Schreibe bitte die Zeilen ab der Zeile mit „of the brown“ bis einschließlich der Zeile mit „column 455, row 146“ neu und ersetze dabei „advertising poster“ durch „wall poster“. Alles andere bleibt unverändert.

# Extrahierte Einträge:
########
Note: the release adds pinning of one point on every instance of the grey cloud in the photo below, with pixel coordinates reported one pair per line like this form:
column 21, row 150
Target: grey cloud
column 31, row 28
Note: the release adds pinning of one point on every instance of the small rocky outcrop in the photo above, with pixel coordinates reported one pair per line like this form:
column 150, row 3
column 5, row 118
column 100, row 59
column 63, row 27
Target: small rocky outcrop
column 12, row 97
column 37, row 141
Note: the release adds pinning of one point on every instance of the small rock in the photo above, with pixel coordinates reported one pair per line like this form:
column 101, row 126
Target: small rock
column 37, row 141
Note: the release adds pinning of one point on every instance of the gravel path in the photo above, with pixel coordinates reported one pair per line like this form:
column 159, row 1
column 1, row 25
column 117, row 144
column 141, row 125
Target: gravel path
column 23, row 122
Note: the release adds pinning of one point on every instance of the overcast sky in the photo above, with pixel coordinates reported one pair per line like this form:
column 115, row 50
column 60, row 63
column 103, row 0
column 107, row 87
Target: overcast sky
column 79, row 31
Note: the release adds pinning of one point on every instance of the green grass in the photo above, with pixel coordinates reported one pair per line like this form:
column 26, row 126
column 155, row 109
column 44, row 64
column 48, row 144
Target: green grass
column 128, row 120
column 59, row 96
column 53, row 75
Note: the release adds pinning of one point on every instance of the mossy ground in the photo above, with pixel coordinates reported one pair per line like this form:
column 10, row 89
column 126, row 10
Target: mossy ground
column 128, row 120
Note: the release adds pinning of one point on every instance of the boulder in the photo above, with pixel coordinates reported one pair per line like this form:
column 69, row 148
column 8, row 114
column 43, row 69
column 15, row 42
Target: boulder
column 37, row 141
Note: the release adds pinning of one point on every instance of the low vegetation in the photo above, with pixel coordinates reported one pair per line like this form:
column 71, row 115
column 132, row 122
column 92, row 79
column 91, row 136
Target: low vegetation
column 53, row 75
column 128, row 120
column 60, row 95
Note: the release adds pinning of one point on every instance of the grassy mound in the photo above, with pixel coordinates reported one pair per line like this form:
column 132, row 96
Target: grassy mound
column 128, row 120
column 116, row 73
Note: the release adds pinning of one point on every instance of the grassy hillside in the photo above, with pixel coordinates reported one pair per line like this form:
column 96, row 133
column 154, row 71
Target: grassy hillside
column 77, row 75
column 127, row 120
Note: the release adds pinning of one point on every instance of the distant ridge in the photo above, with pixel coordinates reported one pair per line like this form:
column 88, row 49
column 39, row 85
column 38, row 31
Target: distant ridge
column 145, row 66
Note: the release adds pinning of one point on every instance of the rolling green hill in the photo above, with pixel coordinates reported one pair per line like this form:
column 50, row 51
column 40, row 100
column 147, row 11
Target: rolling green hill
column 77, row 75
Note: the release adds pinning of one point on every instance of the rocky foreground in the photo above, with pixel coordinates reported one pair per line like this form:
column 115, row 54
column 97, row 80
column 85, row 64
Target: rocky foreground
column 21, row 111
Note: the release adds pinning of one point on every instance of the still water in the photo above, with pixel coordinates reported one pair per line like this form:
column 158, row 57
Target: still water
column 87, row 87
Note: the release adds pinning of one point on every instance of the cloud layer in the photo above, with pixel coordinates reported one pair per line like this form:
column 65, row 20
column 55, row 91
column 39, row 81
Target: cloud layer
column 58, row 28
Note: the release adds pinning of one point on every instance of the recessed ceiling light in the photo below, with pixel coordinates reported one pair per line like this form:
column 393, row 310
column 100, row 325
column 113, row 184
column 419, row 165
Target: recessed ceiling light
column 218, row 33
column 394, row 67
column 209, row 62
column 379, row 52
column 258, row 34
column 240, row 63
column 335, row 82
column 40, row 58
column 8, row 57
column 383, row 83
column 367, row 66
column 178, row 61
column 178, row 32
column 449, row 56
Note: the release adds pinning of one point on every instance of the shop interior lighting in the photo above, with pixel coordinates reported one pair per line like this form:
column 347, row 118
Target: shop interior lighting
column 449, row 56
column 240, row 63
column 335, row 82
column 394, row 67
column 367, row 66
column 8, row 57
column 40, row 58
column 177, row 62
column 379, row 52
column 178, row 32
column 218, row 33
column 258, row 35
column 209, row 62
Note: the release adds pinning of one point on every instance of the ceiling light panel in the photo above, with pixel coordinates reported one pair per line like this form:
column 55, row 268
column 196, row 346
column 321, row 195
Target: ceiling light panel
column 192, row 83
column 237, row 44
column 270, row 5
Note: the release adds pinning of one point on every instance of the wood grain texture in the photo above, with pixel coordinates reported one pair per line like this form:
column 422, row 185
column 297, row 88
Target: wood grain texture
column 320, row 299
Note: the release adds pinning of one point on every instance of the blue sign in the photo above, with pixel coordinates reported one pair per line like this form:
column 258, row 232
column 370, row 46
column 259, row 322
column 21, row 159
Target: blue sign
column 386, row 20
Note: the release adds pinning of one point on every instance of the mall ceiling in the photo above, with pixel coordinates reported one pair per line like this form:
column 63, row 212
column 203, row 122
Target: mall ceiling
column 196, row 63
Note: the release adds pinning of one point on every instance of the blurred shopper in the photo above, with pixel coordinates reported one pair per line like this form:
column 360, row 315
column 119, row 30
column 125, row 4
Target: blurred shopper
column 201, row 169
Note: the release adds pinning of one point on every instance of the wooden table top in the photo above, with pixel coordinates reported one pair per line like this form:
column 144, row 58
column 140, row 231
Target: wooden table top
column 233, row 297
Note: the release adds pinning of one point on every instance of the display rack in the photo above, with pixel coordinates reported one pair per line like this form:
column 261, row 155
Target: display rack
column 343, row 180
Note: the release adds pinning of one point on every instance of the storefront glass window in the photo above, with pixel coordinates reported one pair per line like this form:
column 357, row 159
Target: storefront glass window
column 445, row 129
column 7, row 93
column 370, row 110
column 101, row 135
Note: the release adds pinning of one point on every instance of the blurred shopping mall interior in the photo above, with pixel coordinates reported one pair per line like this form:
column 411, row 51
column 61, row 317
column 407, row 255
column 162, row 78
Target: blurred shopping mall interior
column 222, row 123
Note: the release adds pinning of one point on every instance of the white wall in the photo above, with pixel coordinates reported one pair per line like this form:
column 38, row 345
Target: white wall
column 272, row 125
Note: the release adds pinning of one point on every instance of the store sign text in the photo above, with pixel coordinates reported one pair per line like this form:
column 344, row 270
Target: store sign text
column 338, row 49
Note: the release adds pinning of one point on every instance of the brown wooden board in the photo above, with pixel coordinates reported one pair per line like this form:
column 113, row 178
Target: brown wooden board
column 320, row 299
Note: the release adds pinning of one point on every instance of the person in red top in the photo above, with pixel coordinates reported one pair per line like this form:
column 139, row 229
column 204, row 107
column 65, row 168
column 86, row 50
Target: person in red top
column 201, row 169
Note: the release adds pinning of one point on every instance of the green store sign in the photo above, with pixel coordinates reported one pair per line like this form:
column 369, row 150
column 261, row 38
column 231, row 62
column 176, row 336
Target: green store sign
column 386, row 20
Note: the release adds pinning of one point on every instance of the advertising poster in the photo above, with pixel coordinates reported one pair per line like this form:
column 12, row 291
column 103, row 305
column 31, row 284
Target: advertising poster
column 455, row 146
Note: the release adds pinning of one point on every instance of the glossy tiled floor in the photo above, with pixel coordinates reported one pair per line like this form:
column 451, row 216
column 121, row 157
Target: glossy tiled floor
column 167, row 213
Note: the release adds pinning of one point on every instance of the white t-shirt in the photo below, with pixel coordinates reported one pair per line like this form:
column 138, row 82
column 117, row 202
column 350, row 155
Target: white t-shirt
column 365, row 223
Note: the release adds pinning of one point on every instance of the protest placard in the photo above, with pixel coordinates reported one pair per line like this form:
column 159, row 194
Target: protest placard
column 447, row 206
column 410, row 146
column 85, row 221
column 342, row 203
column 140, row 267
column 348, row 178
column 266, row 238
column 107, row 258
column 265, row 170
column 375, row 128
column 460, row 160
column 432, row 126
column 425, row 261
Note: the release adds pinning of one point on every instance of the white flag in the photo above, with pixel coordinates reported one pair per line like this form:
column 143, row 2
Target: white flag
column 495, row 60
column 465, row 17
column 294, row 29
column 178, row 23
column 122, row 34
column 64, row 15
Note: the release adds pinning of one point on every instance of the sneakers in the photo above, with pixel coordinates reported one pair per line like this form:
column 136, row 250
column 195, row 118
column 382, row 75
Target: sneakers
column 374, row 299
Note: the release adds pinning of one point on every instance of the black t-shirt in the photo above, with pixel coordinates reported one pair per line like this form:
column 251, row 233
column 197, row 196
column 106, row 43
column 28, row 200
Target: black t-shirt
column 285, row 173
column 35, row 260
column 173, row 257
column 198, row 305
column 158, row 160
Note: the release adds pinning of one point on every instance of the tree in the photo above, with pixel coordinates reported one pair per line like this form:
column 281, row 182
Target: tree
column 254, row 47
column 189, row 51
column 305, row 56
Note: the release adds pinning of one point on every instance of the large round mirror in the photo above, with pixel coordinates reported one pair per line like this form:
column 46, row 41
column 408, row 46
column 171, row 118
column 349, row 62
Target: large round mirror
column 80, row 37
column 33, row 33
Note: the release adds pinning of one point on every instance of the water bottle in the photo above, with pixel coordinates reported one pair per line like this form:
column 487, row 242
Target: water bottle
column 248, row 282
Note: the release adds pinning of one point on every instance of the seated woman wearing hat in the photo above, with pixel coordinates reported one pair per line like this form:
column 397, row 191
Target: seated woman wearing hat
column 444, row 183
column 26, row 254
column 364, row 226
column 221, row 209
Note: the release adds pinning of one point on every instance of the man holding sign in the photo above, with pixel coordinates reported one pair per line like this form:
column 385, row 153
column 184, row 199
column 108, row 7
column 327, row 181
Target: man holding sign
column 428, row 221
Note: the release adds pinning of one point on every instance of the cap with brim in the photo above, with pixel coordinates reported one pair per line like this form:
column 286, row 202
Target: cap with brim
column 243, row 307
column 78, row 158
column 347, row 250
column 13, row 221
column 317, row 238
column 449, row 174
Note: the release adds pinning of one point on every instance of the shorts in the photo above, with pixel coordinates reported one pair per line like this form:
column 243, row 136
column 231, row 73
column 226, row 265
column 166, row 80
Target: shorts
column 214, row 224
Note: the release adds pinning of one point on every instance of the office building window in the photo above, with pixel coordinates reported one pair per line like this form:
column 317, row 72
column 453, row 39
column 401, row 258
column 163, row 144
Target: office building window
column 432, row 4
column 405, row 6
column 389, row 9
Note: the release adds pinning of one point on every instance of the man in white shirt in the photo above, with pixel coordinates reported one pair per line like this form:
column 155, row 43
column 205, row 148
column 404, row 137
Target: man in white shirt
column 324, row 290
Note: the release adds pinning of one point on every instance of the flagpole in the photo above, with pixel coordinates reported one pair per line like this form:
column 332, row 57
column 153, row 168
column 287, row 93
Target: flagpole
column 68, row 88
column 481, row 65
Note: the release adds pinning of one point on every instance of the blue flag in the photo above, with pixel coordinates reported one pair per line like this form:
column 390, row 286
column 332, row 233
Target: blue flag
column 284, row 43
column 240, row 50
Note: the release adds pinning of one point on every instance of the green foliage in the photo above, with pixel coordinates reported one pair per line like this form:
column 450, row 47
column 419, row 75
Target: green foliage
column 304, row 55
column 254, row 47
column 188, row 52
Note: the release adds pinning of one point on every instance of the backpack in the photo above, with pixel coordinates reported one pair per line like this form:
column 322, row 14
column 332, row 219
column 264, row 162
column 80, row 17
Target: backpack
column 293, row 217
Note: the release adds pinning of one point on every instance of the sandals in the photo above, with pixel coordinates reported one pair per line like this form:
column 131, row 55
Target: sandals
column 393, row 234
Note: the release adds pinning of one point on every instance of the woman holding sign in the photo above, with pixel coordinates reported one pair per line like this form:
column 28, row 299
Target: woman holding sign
########
# Antwort:
Note: the release adds pinning of one point on every instance of the brown wooden board in the photo above, with pixel coordinates reported one pair per line like this form:
column 113, row 178
Target: brown wooden board
column 320, row 299
Note: the release adds pinning of one point on every instance of the person in red top in the photo above, with pixel coordinates reported one pair per line like this form:
column 139, row 229
column 204, row 107
column 65, row 168
column 86, row 50
Target: person in red top
column 201, row 169
Note: the release adds pinning of one point on every instance of the green store sign in the photo above, with pixel coordinates reported one pair per line like this form:
column 369, row 150
column 261, row 38
column 231, row 62
column 176, row 336
Target: green store sign
column 386, row 20
Note: the release adds pinning of one point on every instance of the wall poster in the photo above, with pixel coordinates reported one pair per line like this form:
column 12, row 291
column 103, row 305
column 31, row 284
Target: wall poster
column 455, row 146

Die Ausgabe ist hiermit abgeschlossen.